Exercício: Prossiga o trecho sobre status e esnobismo segundo Botton, começando logo após a última frase apresentada.

Trecho de origem:
#####

Depois, Botton observa que existe uma atitude de desconsideração e desprezo aos que são de status baixo, a qual denominamos ‘esnobismo’. O esnobismo é divulgado por várias vias e mídias e é uma atitude bastante nociva, diante da qual os que não conseguem status adequado se vêem afligidos.
Na sequência, o autor observa que o capitalismo gerou nos indivíduos expectativas altas sobre suas realizações e do que necessitam para se realizarem, tornando disponível aos homens o acesso a bens e ao progresso pessoal nas posses. Aqui, o autor estabelece um importante conceito em relação ao status, a saber, o de que nos incomoda o sucesso apenas daqueles que consideramos iguais. E a sociedade capitalista permitiu o avanço e a prosperidade de alguns do nosso meio, o que gerou a comparação inevitável e a insatisfação com o que se tem. A inveja foi aflorada com tal situação cultural e econômica. As barreiras à expectativa foram derrubadas, e todos julgam-se aptos ao sucesso, o que gera a sensação de fracasso para aqueles - a maioria - que não o alcançam. Botton propõe aqui, pela primeira vez, seguindo a Rousseau, uma forma cínica de diminuição das expectativas para conseguirmos alcançar satisfação.

#####

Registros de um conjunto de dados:
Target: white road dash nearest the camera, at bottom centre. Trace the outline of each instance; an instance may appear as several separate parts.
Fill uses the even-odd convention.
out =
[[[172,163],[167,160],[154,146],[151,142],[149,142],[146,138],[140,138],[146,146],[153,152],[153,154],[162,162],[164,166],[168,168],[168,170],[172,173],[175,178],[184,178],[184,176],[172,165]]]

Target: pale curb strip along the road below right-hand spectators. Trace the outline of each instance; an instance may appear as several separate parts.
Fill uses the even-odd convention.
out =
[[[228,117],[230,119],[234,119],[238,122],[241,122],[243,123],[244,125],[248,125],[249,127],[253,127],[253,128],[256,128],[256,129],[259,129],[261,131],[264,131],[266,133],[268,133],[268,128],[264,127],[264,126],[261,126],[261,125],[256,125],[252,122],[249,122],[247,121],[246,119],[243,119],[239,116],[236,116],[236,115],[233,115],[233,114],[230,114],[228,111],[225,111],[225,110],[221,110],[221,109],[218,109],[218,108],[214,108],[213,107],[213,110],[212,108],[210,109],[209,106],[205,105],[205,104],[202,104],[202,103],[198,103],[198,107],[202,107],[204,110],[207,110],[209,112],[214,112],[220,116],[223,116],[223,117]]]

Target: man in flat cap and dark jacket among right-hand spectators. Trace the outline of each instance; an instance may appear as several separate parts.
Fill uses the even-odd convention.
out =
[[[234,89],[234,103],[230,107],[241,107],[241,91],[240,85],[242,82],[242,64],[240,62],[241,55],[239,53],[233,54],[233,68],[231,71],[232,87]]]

#####

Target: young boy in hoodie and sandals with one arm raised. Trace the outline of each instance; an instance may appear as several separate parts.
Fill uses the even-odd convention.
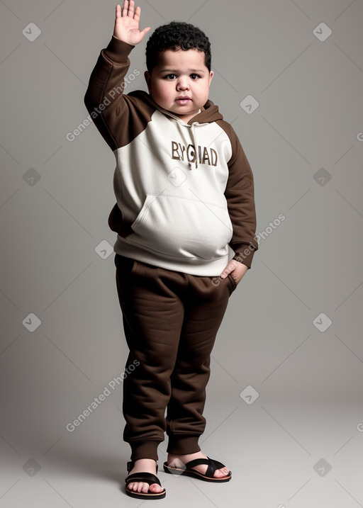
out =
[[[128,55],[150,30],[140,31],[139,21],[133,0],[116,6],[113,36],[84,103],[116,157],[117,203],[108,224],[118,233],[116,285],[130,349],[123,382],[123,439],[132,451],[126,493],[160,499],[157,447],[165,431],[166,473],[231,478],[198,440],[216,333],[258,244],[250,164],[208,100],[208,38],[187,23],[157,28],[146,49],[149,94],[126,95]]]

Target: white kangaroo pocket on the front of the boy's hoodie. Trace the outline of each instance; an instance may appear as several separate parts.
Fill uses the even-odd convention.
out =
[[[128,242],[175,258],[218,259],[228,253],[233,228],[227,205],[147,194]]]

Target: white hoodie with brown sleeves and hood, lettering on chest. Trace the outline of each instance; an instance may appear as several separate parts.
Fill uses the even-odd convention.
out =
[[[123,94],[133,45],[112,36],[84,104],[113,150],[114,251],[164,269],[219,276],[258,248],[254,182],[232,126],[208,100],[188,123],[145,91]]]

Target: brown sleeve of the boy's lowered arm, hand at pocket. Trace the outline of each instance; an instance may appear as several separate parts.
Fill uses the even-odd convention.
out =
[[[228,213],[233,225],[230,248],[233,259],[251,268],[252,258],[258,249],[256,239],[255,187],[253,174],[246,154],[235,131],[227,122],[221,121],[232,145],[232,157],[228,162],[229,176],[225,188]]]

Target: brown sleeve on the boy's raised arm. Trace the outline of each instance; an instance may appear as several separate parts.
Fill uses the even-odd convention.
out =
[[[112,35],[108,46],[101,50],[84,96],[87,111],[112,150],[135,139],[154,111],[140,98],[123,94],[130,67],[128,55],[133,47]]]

#####

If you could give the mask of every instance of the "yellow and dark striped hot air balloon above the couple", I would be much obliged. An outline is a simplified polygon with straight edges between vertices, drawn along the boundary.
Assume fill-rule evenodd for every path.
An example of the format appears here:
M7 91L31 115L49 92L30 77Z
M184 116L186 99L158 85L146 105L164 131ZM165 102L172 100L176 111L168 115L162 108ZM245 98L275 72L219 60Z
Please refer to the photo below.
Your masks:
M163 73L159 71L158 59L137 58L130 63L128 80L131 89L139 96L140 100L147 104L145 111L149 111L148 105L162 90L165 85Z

#####

Resposta:
O próximo capítulo é dedicado à análise da meritocracia. O autor analisa a mudança de perspectiva em relação ao pobre que ocorreu entre a antiguidade e medievo para a era moderna, capitalista. O pobre era considerado a base da sociedade e seu sustento, sendo, por isso, digno de honra. Também se considerava que a condição financeira de alguém nada dizia em relação ao seu caráter e virtudes. E, finalmente, muitos pensaram que o rico só era rico por ter usurpado sua posição, alcançado níveis mais altos por fraude e extorsão do pobre, que, subjugado pelos maus, eram impedidos de prosperar. No entanto, passou-se a contestar tais visões. Primeiro, observou-se que a produção é demandada pelos ricos e seus gastos, tornando-os a base e sustentáculo da sociedade. Depois, numa sociedade democrática, passou-se a considerar que as qualidades individuais é que determinavam a o status do indivíduo, pois dependiam dessas qualidades a posição em que ele se encontrava. Isso levantou peso sobre os pobres, considerados em tal situação por sua culpa. Por isso, toda forma de reformas que levaram à buscar uma igualdade de condições que permitissem uma aristocracia das virtudes e do mérito foi empregada. No final das contas, tornou-se imperativo reconhecer que há vencedores e perdedores segundo seus próprios méritos e qualidades.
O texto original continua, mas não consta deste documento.